> [EXERCISE INSTRUCTIONS]: Quote the records beneath, complete and exact. Leave out images.

> [RECORDS TO PROCESS]:
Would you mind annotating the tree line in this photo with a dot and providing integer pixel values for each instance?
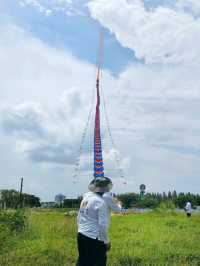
(149, 200)
(10, 198)
(153, 200)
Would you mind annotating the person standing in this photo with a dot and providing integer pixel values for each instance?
(188, 209)
(93, 222)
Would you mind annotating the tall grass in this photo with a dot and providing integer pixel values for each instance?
(158, 238)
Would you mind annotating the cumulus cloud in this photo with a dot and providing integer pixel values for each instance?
(51, 7)
(191, 6)
(153, 112)
(161, 35)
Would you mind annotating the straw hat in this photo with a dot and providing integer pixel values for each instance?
(100, 184)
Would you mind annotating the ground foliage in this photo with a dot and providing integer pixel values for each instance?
(156, 238)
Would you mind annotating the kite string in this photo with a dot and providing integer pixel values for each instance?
(80, 151)
(117, 159)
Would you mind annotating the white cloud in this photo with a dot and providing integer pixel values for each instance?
(51, 7)
(45, 96)
(160, 35)
(192, 6)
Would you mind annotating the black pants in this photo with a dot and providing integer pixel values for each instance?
(92, 252)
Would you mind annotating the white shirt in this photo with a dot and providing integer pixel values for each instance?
(93, 217)
(111, 205)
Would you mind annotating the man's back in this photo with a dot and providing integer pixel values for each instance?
(88, 217)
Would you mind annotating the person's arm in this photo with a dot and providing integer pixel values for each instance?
(103, 225)
(112, 203)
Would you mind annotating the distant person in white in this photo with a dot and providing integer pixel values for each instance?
(93, 222)
(188, 209)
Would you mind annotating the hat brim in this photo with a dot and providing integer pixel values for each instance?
(101, 185)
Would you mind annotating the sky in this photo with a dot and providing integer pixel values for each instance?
(150, 94)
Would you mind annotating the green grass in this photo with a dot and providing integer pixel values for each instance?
(137, 239)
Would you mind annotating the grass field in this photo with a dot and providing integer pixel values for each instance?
(137, 239)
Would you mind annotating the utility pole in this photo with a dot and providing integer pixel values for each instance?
(20, 194)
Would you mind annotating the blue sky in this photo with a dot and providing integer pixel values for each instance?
(48, 53)
(79, 34)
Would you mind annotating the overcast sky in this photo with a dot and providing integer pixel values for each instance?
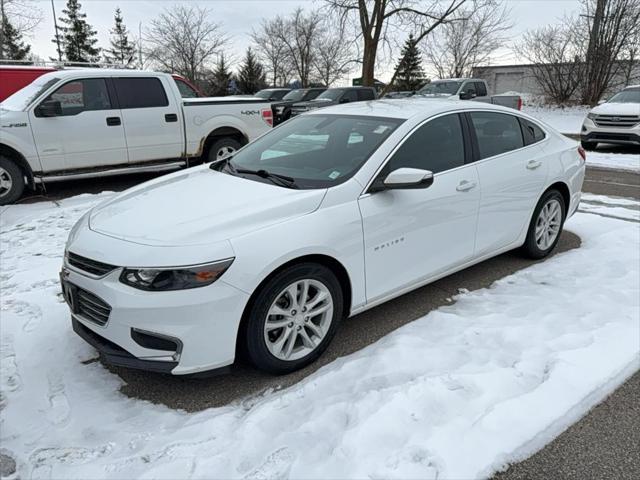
(238, 17)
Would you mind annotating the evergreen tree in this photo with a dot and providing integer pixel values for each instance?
(251, 76)
(12, 47)
(219, 81)
(77, 38)
(122, 50)
(410, 75)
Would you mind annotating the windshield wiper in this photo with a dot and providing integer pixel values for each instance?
(282, 180)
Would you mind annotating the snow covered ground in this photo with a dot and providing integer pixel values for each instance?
(458, 393)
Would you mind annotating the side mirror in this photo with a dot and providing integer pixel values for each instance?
(404, 179)
(49, 108)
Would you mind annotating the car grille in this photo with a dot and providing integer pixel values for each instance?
(618, 121)
(91, 307)
(90, 266)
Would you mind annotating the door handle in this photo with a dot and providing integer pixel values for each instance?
(465, 185)
(533, 164)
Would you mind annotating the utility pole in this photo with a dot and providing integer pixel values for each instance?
(55, 25)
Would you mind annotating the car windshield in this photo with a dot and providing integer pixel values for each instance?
(331, 94)
(317, 151)
(25, 96)
(294, 95)
(440, 88)
(627, 96)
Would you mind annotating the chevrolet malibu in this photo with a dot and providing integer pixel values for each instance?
(332, 213)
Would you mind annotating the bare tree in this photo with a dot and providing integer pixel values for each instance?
(272, 51)
(183, 40)
(456, 47)
(613, 27)
(554, 53)
(334, 55)
(376, 21)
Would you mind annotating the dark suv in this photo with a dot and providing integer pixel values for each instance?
(335, 96)
(282, 109)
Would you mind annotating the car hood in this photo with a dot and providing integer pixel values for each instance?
(617, 109)
(198, 207)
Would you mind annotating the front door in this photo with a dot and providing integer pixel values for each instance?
(411, 235)
(87, 133)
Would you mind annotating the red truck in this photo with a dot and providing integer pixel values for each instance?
(15, 77)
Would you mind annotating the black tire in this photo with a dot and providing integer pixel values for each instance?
(255, 343)
(11, 181)
(222, 144)
(531, 248)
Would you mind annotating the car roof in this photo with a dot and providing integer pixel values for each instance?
(406, 108)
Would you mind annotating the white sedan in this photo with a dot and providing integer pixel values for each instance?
(329, 214)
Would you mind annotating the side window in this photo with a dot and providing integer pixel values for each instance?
(496, 132)
(139, 92)
(481, 89)
(82, 95)
(185, 89)
(350, 96)
(531, 132)
(437, 146)
(365, 94)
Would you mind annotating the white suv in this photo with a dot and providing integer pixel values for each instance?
(615, 121)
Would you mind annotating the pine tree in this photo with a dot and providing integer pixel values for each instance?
(251, 76)
(410, 75)
(122, 50)
(77, 38)
(219, 82)
(12, 47)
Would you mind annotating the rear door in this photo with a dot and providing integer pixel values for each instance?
(87, 133)
(512, 170)
(151, 118)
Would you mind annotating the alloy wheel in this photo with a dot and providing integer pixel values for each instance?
(298, 319)
(548, 224)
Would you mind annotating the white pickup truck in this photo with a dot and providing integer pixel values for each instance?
(92, 122)
(467, 89)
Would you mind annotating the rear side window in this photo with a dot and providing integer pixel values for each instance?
(496, 133)
(365, 94)
(531, 132)
(137, 92)
(82, 95)
(437, 146)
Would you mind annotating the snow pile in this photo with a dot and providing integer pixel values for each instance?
(617, 161)
(455, 394)
(566, 120)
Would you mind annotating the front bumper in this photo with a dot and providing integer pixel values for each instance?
(621, 136)
(201, 324)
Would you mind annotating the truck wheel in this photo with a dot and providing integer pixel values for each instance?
(222, 148)
(11, 181)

> [OUTPUT FOR THIS TASK]:
Would you mind annotating the tree line in this photo with a dot and providing integer pixel values for each instance?
(149, 200)
(10, 198)
(153, 200)
Would you mind annotating the person standing in this photo with a dot and providing integer pixel values for each instance?
(188, 209)
(93, 222)
Would you mind annotating the tall grass in this photo with a dot and providing integer pixel values for each instance?
(158, 238)
Would you mind annotating the cumulus cloud in this photo with a dot and providing integer pixel values for each instance?
(51, 7)
(191, 6)
(153, 112)
(161, 35)
Would you mind annotating the straw hat in this photo with a dot and providing integer pixel values for each instance?
(100, 184)
Would you mind annotating the ground foliage in this photo with a dot and providing integer pixel values for each instance?
(156, 238)
Would you mind annotating the kite string in this photo with a dot and providing integer pixel values for each instance?
(80, 151)
(117, 159)
Would you mind annotating the white cloud in this photo with a dot and providing integer pixel values for each instance?
(51, 7)
(45, 96)
(160, 35)
(192, 6)
Would you mind annotating the black pants in this photo with a dot and providing integer pixel values for each instance?
(92, 252)
Would you mind annotating the white shirt in this photo with a dot and providing integer pixel values for each instance?
(93, 217)
(111, 205)
Would you mind annotating the man's back in this photo with a dot and providing integer pixel values for each instance?
(88, 217)
Would you mind annotating the person's arm in this photo with a dot and providing integer pixel values for each instance?
(103, 225)
(112, 203)
Would you mind annotating the distant person in white in this photo with a dot and providing integer pixel values for each instance?
(93, 222)
(188, 209)
Would you mind annotating the hat brim in this photo with a dot and providing integer pixel values for each instance?
(101, 185)
Would you mind annotating the sky in this photo with a dot and providing integer pixel values for each instance?
(150, 94)
Would you mind annotating the green grass in this photo with a dot and providing integer pixel values for each instance?
(137, 239)
Would you mind annotating the grass field in this photo with a dot and providing integer pixel values for each instance?
(137, 239)
Would you mind annotating the utility pole in this photo with a dot and providing integer pixel values for each instance?
(20, 194)
Would you mind annotating the blue sky in this photo with a dot and providing integer pixel values for each instance?
(48, 53)
(79, 34)
Would you mind annotating the overcast sky in this photo with a dot and providing integer pixel values for each instance?
(238, 17)
Would you mind annotating the evergreen tree in this photo with a dot and providing integer pixel values for each instance?
(251, 76)
(12, 47)
(219, 81)
(77, 38)
(122, 50)
(410, 75)
Would you mind annotating the windshield wiper in this photo with a dot and providing integer pixel values for each instance?
(282, 180)
Would you mind annotating the snow covered ground in this photo with a dot and providing integer pixel values for each instance?
(458, 393)
Would you mind annotating the side mirror in this photo with a dot and providing integer pixel values for each instance?
(404, 179)
(49, 108)
Would you mind annotating the car grille in this photo with a dot and providing integer pixel values for each instance?
(618, 121)
(91, 307)
(90, 266)
Would you mind annotating the door handle in this photo with a dot and providing integer pixel values for each instance?
(465, 185)
(533, 164)
Would you mind annotating the utility pole in this photo with a dot and providing integer pixel values for each instance?
(55, 25)
Would you mind annotating the car windshield in this photo with a dot and providing integer pixel values for each instance?
(331, 94)
(317, 151)
(25, 96)
(294, 95)
(440, 88)
(627, 96)
Would you mind annotating the chevrolet malibu in this photo with a dot and providing integer pixel values for each instance?
(332, 213)
Would you mind annotating the bare tree in this photo with a dot and providing integer pixel values for each instance?
(272, 51)
(183, 40)
(456, 47)
(613, 27)
(554, 53)
(334, 55)
(376, 21)
Would you mind annotating the dark suv in this photo with a dot and providing integer pixel values for each instance?
(335, 96)
(282, 109)
Would you mind annotating the car hood in this photo with a dot and providing integer pixel values for each instance?
(617, 109)
(198, 207)
Would you mind annotating the front door in this photo with a dot and providing integer pixel values for each instance?
(411, 235)
(87, 133)
Would you mind annotating the red truck in this photo with a dot and providing integer pixel values for each instance?
(15, 77)
Would you mind annotating the black tire in this photo with a dot and providing integer pixel values for each instance?
(255, 343)
(11, 181)
(222, 144)
(531, 248)
Would you mind annotating the car roof in this photo with a dot and providing integer pixel values for each instance?
(406, 108)
Would you mind annotating the white sedan in this photo with a dot and providing integer pixel values for each instance?
(329, 214)
Would you mind annotating the side window in this photo with a dot and providing integer pixel values for each instance?
(496, 132)
(139, 92)
(481, 89)
(82, 95)
(185, 89)
(350, 96)
(531, 132)
(437, 146)
(365, 94)
Would you mind annotating the white suv in this photo with a dot and providing integer pixel values for each instance?
(615, 121)
Would you mind annotating the pine tree in this photo with a dot and providing integer pixel values for each instance?
(251, 76)
(410, 75)
(122, 50)
(77, 38)
(219, 82)
(12, 47)
Would you mind annotating the rear door in this photo with a dot and providing integer pixel values for each instance?
(87, 133)
(512, 170)
(151, 118)
Would you mind annotating the alloy wheel in this photo with a dot and providing integer pixel values for each instance?
(298, 319)
(548, 224)
Would you mind annotating the white pickup truck in this photo with a dot and providing integer pixel values for each instance?
(92, 122)
(467, 89)
Would you mind annotating the rear side window in this photo with a dot and providing integer pixel values for each instance?
(496, 133)
(365, 94)
(531, 132)
(137, 92)
(82, 95)
(437, 146)
Would you mind annotating the snow pile in this photo with a dot and providing integer pixel values for each instance?
(617, 161)
(455, 394)
(566, 120)
Would you mind annotating the front bumper in this photo with a dot and providing integer pixel values for each instance?
(621, 136)
(201, 324)
Would you mind annotating the truck wheel in this photo with a dot and providing integer pixel values for each instance?
(222, 148)
(11, 181)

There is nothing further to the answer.